— begin —

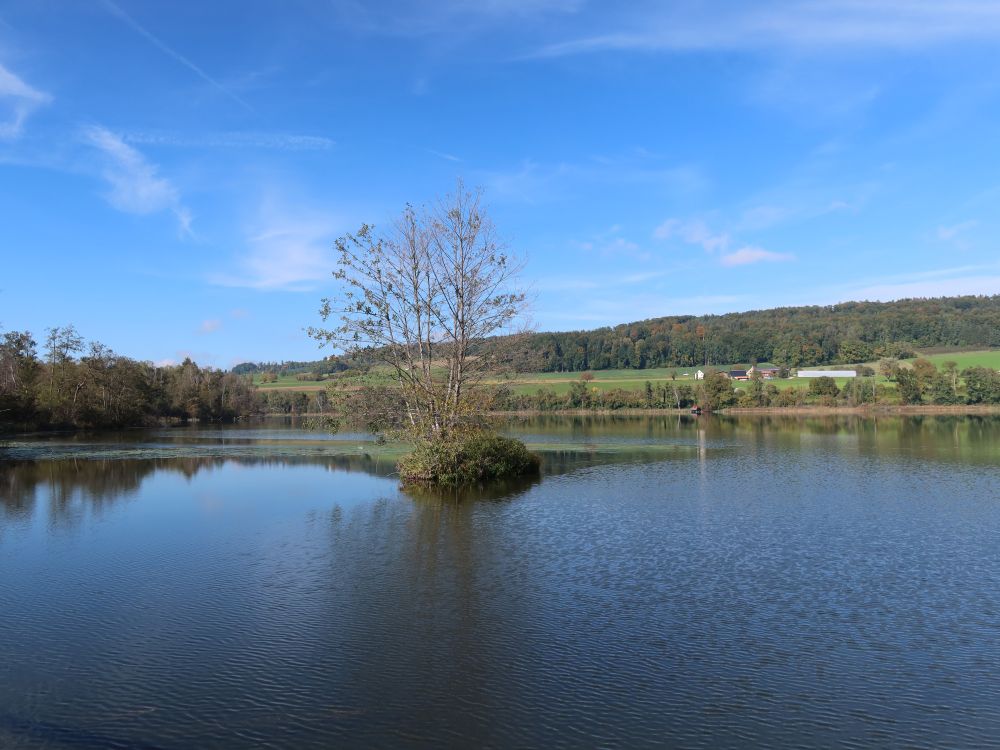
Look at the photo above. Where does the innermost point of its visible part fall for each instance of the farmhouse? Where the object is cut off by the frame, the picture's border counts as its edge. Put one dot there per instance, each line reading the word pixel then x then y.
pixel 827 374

— end —
— begin —

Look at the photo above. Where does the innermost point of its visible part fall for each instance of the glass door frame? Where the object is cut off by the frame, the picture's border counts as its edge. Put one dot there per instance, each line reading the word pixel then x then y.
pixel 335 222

— end —
— begin —

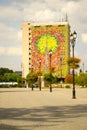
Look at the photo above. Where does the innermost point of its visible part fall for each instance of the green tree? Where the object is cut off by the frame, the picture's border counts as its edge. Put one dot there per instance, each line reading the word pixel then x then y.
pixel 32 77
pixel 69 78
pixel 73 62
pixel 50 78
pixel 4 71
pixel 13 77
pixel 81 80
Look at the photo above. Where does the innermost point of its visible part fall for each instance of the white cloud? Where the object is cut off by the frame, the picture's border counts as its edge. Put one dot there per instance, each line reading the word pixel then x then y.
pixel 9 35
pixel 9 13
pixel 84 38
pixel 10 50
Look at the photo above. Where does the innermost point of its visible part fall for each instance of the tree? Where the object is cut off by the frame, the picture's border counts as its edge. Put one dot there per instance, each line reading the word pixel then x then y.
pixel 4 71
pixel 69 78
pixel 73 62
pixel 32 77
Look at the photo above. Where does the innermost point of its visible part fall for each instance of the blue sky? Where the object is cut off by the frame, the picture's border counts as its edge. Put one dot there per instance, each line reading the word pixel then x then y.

— end —

◆ **PROBLEM REQUIREMENTS**: Locate every line in the material above that contains the word "cloud", and copy each such line in full.

◆ **WRITTEN ANSWER**:
Look at the photo above. Where does the innermost point of its visible part fall for each instance of the white cloud? Where the object is cut off by the frame, the picture's border counts as its edge. Put one dot there per instance, each line reading the word pixel then x then y.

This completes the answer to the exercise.